_PASSAGE_.
------------------------------------------------
Undergraduate Curriculum & Courses
Students are expected to follow the course sequence presented in the mechanical engineering curriculum table.
Students whose high school courses do not include chemistry, physics, mathematics through analytical geometry, and at least two credits of
a foreign language will be required to take additional coursework during an adjusted first year of study.
All students must earn a grade of C or better in all courses. The Department rigorously enforces prerequisite requirements for all courses.
The Major Components of the Curriculum Are:
- General Education
- Mathematics & Basic Sciences
- Engineering Topics (including laboratories)
- Design & Professional Practice
The general education requirements cover writing, history, political science, humanities, visual and performing arts, and multi-culturalism. These core requirements are sufficient to provide the breadth needed to appreciate the arts and humanities, to appreciate other cultures and societies, and to place engineering in the broader context of life in the modern world.
------------------------------------------------
_RECORD SET_.
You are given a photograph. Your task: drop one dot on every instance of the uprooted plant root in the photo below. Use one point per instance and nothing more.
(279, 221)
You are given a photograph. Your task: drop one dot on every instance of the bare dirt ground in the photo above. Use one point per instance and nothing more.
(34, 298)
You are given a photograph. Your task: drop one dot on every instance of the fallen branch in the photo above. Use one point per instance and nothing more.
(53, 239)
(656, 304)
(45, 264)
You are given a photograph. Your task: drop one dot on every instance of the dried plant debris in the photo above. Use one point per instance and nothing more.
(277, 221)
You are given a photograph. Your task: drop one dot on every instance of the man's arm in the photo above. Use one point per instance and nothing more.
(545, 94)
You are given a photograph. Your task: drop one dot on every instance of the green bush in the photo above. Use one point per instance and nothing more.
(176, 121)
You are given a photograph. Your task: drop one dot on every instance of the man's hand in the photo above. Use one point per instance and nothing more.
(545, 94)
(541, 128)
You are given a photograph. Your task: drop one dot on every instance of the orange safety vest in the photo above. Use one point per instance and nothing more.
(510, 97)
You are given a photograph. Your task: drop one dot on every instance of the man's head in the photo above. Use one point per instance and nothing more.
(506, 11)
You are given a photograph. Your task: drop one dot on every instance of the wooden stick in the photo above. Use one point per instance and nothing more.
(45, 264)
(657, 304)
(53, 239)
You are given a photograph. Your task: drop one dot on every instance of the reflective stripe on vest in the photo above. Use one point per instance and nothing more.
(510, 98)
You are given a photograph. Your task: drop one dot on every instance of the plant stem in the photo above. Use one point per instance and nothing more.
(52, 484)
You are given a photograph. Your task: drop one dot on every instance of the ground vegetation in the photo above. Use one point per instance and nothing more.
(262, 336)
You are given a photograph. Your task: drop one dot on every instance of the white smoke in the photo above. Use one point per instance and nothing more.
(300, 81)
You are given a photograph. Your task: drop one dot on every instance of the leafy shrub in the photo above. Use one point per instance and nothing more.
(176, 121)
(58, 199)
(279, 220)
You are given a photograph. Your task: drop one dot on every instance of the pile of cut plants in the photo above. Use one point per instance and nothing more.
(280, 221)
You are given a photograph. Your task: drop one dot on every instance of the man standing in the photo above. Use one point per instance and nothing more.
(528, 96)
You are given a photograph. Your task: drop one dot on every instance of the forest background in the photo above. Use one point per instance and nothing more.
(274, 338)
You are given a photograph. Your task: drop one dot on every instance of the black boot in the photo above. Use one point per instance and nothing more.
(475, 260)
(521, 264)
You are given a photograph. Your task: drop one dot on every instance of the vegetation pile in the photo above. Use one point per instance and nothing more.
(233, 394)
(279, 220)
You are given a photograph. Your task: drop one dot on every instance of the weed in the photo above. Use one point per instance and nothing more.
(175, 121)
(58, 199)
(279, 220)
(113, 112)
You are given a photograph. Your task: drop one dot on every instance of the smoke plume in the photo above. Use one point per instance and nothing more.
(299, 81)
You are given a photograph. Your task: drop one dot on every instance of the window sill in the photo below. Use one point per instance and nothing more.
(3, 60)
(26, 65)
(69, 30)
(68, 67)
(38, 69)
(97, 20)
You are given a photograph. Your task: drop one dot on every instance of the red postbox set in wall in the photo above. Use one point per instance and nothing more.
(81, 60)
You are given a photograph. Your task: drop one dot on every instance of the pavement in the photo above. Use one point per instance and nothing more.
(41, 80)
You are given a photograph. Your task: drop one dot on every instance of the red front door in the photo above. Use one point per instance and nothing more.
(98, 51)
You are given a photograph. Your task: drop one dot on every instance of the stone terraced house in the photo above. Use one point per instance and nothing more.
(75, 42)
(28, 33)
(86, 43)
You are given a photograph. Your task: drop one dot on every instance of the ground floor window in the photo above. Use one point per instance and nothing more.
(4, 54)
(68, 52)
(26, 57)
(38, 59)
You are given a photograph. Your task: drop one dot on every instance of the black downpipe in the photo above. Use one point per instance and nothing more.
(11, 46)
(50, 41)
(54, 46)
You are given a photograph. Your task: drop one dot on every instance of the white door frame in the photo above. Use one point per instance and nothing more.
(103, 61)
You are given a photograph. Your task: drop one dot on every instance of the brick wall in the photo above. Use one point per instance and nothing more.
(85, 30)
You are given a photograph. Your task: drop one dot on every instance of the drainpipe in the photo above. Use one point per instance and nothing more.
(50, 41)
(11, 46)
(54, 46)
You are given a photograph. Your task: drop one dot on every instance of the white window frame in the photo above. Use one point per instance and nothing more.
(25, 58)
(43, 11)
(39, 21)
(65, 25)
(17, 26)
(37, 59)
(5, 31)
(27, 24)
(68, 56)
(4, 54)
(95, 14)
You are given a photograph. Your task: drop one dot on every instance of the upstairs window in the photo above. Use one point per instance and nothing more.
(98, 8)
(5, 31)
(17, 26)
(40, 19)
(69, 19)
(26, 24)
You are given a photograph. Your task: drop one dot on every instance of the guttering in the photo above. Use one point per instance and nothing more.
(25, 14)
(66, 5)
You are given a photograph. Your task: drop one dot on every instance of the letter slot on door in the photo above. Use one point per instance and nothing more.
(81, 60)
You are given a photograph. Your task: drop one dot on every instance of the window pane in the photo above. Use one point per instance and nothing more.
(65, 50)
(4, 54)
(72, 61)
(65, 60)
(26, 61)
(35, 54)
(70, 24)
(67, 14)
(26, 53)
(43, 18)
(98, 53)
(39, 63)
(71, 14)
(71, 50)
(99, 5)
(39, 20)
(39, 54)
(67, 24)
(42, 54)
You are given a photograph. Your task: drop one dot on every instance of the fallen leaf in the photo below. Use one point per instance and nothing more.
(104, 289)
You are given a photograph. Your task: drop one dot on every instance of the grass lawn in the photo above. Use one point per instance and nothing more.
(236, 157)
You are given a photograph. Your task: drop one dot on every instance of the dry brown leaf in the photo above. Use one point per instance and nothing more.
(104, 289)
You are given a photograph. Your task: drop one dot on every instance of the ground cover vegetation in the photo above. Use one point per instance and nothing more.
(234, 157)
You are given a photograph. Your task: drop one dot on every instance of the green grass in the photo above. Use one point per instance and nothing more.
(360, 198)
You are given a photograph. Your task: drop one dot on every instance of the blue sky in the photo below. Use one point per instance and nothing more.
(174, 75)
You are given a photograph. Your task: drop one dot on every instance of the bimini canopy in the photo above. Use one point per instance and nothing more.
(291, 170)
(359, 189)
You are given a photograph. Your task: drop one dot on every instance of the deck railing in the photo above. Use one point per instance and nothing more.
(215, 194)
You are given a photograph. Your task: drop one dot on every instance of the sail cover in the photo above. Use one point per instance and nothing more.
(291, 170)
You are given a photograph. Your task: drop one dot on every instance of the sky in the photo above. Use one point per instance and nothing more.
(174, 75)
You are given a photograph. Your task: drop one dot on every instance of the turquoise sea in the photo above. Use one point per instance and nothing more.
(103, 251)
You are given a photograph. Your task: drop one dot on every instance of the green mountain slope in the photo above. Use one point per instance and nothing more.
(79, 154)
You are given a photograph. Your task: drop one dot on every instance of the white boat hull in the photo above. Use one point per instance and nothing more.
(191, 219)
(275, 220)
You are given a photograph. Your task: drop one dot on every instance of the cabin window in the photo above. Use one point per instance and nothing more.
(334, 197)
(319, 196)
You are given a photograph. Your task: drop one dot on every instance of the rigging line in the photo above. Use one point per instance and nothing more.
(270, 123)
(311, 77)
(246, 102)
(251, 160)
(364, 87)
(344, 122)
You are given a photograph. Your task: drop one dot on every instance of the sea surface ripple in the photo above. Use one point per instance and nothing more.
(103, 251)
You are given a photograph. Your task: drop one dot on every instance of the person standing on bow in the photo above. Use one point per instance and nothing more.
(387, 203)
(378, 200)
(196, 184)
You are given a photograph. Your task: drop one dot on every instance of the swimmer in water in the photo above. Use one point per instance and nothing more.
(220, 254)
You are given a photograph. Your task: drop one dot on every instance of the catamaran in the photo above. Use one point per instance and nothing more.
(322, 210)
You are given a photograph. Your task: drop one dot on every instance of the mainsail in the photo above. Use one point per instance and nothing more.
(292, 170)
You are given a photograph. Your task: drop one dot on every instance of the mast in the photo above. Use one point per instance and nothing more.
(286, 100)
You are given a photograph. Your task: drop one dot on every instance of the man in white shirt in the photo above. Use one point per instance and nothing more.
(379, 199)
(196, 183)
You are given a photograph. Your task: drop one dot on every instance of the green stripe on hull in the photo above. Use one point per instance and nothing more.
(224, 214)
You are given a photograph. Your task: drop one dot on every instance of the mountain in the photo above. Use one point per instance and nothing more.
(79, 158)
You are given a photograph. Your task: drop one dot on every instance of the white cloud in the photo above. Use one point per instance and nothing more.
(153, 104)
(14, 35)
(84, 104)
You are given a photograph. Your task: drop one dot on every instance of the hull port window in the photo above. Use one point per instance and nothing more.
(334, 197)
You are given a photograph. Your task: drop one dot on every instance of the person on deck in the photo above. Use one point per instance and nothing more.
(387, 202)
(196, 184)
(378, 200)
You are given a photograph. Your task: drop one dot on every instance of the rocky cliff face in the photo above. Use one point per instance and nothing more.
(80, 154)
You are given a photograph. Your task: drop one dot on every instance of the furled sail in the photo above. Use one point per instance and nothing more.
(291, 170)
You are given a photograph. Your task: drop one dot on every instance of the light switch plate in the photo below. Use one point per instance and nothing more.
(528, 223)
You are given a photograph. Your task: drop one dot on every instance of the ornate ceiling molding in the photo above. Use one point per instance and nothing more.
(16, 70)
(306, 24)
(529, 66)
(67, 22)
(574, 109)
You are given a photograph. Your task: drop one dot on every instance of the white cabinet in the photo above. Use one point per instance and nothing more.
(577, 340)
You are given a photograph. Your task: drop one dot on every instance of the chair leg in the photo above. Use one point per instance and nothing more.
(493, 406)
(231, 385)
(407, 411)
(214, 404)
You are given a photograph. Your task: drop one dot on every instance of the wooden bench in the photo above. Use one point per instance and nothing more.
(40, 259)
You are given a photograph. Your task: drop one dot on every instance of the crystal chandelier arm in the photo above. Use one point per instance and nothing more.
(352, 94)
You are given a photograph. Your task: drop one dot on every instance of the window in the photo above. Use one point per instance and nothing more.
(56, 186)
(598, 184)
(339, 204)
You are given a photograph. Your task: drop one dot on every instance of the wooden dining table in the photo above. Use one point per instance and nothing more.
------------------------------------------------
_GIVEN PROBLEM A_.
Answer these questions from the curriculum passage.
(i) What grade must students earn in every course?
(ii) How many credits of a foreign language should a student's high school courses include?
(iii) Which major component of the curriculum includes laboratories?
_GIVEN PROBLEM B_.
Reproduce the part of the curriculum passage starting at "Undergraduate Curriculum &" and ending at "Topics (including laboratories)".

_OUTPUT A_.
(i) A grade of C or better.
(ii) At least two credits.
(iii) Engineering Topics.

_OUTPUT B_.
Undergraduate Curriculum & Courses
Students are expected to follow the course sequence presented in the mechanical engineering curriculum table.
Students whose high school courses do not include chemistry, physics, mathematics through analytical geometry, and at least two credits of
a foreign language will be required to take additional coursework during an adjusted first year of study.
All students must earn a grade of C or better in all courses. The Department rigorously enforces prerequisite requirements for all courses.
The Major Components of the Curriculum Are:
- General Education
- Mathematics & Basic Sciences
- Engineering Topics (including laboratories)